Given data ▸
--

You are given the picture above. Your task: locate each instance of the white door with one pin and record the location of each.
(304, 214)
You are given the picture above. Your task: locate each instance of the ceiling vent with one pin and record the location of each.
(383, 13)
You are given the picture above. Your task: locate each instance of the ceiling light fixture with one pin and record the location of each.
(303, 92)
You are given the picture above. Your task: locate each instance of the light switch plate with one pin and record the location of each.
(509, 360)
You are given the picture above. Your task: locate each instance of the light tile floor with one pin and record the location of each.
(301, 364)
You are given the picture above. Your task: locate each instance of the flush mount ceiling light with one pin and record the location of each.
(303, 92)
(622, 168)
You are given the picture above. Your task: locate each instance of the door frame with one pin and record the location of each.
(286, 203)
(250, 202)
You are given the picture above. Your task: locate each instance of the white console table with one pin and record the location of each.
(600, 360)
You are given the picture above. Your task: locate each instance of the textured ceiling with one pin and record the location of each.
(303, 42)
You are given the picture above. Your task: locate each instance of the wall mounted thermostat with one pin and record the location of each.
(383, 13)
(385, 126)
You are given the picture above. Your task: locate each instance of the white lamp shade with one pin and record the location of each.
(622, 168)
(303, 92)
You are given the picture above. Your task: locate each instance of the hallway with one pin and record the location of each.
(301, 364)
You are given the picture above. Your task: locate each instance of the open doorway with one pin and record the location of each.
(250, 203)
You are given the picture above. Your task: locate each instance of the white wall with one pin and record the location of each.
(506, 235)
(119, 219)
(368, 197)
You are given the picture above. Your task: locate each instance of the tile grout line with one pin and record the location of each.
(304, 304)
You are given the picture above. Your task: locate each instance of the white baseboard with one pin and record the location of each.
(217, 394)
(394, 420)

--

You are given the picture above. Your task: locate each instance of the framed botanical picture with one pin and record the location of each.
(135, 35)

--

Directions ▸ Return every line of the data above that contains the string "tile", treating uppercase and lowercase letters as different.

The answer ▸
You are given the picture above. Your task: locate each instance of the light tile floor with one pin and record the location of each.
You are given the picture above. Your task: locate each instance of the tile grout line with one pin and record the location of each.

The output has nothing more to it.